__What you have to do__
The answer should be each line from the entries below that has the word "gray" in it.

__Dataset entries__
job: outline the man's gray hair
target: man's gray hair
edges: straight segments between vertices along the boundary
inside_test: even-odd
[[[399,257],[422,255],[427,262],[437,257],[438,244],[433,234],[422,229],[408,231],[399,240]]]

__Solution to this problem__
job: outline the man's gray hair
target: man's gray hair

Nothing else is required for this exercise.